▶ _SET EXERCISE_
Lay out the records as a numbered list, one line per item with blank lines omitted. Begin at the first line of the records and stop after the line that contains "302], [258, 297]]]".

▶ _DATA SHOWN_
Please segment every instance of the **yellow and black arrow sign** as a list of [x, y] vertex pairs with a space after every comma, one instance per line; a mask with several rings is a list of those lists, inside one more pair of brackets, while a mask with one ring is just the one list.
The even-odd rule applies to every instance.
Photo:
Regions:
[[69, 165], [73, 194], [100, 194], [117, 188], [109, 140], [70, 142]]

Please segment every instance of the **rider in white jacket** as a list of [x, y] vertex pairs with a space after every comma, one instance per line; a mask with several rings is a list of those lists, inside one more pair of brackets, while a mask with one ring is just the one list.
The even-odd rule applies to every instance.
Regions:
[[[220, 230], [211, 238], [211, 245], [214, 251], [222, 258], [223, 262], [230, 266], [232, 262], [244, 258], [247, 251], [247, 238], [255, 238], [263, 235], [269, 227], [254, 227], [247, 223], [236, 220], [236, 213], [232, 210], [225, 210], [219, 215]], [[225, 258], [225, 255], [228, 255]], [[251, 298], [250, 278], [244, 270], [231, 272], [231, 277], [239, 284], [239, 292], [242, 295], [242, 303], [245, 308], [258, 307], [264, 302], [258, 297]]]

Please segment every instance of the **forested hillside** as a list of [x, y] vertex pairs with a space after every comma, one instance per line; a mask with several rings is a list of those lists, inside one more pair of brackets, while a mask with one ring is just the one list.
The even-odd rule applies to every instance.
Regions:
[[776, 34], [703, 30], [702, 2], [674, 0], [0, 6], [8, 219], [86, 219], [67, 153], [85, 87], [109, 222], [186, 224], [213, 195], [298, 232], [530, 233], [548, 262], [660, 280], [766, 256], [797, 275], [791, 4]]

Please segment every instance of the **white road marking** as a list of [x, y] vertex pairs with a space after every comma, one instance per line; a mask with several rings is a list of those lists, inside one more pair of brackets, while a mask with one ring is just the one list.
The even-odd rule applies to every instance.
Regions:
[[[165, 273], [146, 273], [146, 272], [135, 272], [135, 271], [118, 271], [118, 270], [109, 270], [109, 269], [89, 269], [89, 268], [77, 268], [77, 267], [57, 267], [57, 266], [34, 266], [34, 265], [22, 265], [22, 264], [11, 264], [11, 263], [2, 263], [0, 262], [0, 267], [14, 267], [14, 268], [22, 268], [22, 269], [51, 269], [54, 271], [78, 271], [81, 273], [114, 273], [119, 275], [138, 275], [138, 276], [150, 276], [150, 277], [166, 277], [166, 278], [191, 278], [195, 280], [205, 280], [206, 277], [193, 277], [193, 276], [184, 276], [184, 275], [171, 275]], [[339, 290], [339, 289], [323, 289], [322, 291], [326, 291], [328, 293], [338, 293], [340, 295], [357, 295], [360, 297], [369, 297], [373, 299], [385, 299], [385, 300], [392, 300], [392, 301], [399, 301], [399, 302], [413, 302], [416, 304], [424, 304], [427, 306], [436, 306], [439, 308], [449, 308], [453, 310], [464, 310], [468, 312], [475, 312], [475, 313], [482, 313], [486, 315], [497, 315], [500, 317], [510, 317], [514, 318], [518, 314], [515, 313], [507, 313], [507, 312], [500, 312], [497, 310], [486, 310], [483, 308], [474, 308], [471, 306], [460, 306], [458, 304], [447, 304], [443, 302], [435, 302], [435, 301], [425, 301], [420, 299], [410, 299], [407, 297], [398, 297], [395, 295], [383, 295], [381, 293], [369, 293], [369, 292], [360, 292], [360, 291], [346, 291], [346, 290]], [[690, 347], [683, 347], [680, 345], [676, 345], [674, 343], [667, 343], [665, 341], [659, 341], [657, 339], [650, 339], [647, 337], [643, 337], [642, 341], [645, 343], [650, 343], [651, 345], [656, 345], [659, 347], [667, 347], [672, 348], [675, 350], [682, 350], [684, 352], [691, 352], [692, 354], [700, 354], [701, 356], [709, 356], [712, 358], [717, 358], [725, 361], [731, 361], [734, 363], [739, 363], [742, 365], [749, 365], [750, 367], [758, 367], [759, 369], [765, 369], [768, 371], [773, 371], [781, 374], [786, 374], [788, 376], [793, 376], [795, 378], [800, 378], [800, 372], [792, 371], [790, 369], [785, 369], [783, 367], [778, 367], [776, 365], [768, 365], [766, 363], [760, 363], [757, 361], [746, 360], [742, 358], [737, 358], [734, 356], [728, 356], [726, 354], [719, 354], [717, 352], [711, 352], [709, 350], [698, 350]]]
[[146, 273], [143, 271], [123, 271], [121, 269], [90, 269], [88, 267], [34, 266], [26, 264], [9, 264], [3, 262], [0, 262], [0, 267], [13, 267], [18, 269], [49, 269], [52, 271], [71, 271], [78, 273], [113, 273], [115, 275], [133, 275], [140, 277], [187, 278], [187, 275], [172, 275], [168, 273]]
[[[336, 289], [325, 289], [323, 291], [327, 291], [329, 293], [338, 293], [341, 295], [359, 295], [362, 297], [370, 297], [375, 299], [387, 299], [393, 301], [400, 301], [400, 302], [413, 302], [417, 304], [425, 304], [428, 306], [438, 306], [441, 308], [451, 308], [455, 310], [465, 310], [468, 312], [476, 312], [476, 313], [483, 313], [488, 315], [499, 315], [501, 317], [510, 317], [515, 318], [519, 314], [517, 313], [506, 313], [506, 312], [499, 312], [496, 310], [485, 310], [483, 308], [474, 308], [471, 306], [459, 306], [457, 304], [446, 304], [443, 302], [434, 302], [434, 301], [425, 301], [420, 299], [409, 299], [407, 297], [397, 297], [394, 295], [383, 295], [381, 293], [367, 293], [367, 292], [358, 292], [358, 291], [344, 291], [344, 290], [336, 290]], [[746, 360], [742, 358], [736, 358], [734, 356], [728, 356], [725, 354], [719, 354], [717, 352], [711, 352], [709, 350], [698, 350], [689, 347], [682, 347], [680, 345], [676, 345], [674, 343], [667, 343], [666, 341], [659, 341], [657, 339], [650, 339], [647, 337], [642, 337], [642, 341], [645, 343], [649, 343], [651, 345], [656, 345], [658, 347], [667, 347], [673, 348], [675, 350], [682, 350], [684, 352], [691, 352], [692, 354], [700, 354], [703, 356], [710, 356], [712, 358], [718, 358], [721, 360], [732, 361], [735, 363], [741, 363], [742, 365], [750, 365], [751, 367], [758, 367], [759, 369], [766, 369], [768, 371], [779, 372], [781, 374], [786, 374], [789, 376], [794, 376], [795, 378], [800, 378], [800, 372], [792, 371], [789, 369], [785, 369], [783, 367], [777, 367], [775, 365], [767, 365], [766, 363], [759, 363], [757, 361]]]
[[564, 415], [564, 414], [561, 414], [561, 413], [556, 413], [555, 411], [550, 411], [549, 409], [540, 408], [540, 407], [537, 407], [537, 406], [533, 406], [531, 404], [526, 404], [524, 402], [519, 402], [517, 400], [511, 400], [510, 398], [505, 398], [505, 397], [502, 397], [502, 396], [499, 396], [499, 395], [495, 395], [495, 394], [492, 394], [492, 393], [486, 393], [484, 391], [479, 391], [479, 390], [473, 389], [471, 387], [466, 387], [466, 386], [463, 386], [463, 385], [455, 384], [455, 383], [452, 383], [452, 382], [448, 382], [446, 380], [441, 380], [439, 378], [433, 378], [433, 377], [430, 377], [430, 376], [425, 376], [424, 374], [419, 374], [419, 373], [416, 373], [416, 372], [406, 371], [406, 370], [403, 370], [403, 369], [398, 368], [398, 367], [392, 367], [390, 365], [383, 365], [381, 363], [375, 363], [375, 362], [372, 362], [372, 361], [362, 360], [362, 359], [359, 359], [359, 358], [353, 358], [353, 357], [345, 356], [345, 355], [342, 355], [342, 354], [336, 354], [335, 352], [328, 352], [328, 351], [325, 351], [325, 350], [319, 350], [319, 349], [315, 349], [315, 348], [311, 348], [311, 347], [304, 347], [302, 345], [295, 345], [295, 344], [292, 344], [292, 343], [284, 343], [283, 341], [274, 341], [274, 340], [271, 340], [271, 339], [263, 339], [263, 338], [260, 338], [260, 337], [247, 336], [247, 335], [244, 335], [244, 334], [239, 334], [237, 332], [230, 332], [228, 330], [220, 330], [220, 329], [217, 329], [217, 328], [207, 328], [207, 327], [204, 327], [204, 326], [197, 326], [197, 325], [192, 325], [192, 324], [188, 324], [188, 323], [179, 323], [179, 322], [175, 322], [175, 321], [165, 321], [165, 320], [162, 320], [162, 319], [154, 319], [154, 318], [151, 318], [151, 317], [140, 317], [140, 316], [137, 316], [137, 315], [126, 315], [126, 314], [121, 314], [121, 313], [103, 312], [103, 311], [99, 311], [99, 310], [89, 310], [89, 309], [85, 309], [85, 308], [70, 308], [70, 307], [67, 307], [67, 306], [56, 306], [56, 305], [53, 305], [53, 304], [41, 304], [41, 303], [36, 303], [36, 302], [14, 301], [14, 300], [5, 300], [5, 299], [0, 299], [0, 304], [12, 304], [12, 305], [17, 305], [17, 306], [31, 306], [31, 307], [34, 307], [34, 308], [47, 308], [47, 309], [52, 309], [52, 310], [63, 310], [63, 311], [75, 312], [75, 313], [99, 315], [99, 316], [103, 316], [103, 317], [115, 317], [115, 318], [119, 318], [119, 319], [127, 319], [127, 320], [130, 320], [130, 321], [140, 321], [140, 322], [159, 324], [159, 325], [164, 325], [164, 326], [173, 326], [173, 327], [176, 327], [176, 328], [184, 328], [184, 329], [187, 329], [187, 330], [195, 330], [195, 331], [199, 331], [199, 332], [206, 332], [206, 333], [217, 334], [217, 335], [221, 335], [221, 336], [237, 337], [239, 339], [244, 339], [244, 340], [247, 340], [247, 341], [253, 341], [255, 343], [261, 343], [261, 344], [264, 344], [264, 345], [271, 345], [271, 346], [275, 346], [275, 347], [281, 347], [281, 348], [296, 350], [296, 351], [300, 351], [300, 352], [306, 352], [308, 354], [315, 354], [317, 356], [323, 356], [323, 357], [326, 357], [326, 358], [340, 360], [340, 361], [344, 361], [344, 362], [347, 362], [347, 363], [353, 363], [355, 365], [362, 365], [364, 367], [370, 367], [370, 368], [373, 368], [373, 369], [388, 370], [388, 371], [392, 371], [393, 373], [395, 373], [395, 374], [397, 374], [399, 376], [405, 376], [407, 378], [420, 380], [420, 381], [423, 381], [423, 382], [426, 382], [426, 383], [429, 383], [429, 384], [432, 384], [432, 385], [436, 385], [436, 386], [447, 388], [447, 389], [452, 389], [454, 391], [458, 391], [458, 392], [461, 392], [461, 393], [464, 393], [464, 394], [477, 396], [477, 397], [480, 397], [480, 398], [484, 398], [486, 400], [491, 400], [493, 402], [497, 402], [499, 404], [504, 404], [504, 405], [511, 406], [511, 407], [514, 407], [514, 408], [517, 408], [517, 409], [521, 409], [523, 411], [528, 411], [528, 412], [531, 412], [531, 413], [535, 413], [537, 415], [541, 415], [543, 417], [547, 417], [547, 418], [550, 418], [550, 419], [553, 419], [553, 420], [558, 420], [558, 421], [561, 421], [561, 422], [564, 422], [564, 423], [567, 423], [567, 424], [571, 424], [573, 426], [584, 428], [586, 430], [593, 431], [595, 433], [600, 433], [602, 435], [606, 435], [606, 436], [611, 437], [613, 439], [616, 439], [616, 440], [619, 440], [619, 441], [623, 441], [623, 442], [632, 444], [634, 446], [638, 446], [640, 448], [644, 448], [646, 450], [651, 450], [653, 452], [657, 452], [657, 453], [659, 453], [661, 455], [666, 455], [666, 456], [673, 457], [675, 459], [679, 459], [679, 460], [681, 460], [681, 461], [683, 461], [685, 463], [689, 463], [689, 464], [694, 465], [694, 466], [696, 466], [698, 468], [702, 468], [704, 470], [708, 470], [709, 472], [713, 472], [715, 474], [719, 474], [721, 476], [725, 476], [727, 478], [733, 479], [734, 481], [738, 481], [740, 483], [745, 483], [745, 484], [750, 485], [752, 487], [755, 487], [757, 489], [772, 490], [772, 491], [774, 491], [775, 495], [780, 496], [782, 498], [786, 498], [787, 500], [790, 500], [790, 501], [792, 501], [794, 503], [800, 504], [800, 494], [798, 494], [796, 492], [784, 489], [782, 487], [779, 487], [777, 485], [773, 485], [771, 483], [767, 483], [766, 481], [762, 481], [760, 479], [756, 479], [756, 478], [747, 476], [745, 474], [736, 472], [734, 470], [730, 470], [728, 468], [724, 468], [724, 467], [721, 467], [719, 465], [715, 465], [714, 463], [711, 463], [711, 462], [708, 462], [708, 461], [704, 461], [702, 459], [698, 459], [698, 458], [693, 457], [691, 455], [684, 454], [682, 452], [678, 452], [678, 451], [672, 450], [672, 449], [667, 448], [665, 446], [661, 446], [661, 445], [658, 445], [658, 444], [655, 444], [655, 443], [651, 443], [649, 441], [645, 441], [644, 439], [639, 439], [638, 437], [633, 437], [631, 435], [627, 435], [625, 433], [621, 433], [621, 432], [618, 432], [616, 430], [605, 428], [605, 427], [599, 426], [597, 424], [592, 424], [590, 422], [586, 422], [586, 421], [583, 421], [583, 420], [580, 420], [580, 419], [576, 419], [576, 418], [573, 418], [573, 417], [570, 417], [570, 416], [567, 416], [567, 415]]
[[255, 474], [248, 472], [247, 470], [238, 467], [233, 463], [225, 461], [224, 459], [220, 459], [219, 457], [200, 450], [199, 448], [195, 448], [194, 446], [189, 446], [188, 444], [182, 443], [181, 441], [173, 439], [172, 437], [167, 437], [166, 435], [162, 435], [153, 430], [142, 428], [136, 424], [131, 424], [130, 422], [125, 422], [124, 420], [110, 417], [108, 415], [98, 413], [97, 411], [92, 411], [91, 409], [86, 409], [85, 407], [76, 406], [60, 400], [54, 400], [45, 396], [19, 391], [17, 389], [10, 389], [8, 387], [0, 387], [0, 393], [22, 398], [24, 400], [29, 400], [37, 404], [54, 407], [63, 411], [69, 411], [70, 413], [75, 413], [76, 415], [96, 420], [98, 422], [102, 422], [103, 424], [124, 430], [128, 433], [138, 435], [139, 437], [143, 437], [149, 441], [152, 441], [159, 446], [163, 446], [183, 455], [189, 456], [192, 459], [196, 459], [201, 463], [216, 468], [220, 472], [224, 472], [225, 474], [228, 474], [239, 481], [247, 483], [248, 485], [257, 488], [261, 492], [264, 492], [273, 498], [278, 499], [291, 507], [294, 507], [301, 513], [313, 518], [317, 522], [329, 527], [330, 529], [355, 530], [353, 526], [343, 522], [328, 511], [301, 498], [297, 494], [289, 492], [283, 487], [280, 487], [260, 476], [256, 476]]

▶ _FINAL RESULT_
1. Please segment every instance of the **yellow and black arrow sign** as a list of [x, y] vertex pairs with a space after every comma, one instance per line; a mask with several rings is a list of those lists, inside one more pair of brackets, while a mask with one ring is just the one list.
2. The even-odd rule applies to every instance.
3. Photo:
4. Regions:
5. [[69, 165], [73, 194], [100, 194], [117, 188], [109, 140], [70, 142]]
6. Please segment every instance of the **rider in white jacket** as a list of [x, y] vertex pairs with a space after every comma, one instance per line; a mask with several rings is a list of those lists, inside one more pair of brackets, while a mask with one ring is just the one list.
7. The even-odd rule applies to every instance.
8. Regions:
9. [[[220, 230], [211, 238], [211, 245], [214, 251], [222, 258], [223, 262], [230, 266], [232, 262], [244, 258], [247, 251], [247, 238], [255, 238], [263, 235], [269, 227], [254, 227], [247, 223], [236, 220], [236, 213], [232, 210], [225, 210], [219, 215]], [[225, 258], [225, 255], [228, 255]], [[251, 298], [250, 278], [244, 270], [231, 272], [231, 277], [239, 284], [239, 292], [242, 295], [242, 303], [245, 308], [258, 307], [264, 302], [258, 297]]]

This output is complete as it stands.